→ **PASSAGE**:

◆ ◆ ◆

Bio-tech crops in babyfood, survey warns, Major brands admit to using modified products, activists saygreenspun.com : LUSENET : Current News - Homefront Preparations : One Thread
Oct. 29, 2002. 04:34 PM
A new survey of baby-food makers has found some of the biggest brand names contain genetically engineered ingredients that may be harmful to children, say Greenpeace and INFACT Canada.
The groups, which commissioned the survey to show that buyers of formula and other baby foods don't always know what they're getting, want companies to remove genetically modified substances from their products or at least include them in labelling.
"There should be zero tolerance for (genetically engineered) ingredients in baby food," Greenpeace Canada's Holly Penfound said Tuesday before the release of the survey.
Greenpeace and INFACT Canada, a mother and infant consumer rights group, asked various makers of formula, cereals, biscuits and other baby-food products to confirm whether they use genetically modified corn, soybeans and other ingredients.
Those who commonly use such ingredients include Loblaws, Nestle, Mead Johnson, Kraft and Ross Products. Other companies, such as Earth's Best, Milupa, Healthy Times and Tiny Bites, said they've removed genetically modified ingredients from baby-food products.
The growing biotech industry says genetically manipulating crops such as corn, soybeans, tomatoes and potatoes result in higher yields.
Health Canada doesn't require that manufacturers label foods using such ingredients, although the food industry is involved in voluntary labelling. The federal agency also says the safety assessment of biotechnology-driven foods is rigorous.
"Our primary concern is to ensure the foods every Canadians eat are safe," Health Canada spokeswoman Margot Geduld said from Ottawa.
"These types of foods certainly undergo a thorough assessment before they are sold in Canada, and this includes ensuring they're safe for all segments of the population including children."
However, Greenpeace and INFACT Canada say various research suggests genetically engineered foods come with certain risks, including creating new toxins and allergens, and changing nutrition levels that can especially be harmful to young children.

◆ ◆ ◆

→ **MATERIAL PROVIDED**:
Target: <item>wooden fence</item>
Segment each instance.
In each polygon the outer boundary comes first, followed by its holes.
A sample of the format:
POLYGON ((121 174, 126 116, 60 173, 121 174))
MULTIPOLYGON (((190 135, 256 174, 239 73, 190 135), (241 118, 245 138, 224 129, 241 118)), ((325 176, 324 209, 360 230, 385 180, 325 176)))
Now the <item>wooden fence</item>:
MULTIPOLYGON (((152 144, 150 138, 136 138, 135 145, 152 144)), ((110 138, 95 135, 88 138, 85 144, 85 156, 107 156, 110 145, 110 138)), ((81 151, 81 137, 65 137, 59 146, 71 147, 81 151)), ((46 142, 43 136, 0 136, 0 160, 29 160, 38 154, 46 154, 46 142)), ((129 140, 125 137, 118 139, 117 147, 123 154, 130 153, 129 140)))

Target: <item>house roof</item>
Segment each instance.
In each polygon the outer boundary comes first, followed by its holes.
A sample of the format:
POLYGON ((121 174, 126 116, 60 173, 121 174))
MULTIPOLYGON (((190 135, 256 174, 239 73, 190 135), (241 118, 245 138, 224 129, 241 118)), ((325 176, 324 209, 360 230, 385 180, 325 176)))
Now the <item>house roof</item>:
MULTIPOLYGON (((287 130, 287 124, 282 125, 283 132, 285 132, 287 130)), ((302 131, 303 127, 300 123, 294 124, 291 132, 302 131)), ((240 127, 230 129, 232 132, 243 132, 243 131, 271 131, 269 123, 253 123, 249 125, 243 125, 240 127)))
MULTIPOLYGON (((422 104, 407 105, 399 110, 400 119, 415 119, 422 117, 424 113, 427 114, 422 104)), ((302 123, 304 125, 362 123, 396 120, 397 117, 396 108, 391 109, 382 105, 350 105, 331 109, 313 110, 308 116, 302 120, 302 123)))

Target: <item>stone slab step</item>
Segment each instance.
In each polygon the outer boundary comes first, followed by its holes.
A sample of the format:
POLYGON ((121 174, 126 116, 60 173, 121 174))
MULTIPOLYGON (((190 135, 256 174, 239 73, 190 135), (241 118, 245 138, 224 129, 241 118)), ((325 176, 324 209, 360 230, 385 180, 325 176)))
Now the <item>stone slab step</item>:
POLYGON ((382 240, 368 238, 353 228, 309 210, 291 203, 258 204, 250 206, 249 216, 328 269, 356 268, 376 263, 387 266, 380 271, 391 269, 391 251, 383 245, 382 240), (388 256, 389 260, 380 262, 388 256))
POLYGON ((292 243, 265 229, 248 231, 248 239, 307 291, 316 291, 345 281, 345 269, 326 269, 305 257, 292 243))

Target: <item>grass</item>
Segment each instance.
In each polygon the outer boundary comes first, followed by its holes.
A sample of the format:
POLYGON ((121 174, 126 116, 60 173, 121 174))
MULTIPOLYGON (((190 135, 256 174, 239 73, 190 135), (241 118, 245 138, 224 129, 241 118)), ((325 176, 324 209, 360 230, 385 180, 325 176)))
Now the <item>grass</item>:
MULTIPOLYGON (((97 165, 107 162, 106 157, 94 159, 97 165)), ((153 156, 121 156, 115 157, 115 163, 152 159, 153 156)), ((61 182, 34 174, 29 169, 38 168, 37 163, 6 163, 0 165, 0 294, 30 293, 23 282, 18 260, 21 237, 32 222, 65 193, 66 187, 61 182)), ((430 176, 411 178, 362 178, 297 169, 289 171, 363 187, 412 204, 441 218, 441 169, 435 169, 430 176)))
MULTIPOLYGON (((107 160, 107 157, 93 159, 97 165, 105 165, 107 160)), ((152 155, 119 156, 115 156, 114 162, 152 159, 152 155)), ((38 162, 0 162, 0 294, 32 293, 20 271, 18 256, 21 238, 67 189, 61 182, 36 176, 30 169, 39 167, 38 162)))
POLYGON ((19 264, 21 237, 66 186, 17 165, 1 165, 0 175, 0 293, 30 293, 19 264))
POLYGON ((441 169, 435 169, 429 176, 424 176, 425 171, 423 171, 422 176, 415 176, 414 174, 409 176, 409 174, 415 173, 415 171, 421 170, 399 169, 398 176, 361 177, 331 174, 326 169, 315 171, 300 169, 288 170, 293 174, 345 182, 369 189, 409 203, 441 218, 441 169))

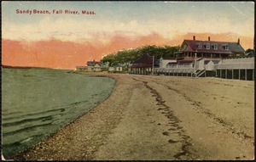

◆ ◆ ◆

→ **EXERCISE PROMPT**: In the baby-food article, what level of tolerance does Holly Penfound of Greenpeace Canada say there should be for genetically engineered ingredients in baby food?

→ **RESPONSE FOR THIS EXERCISE**: Zero tolerance.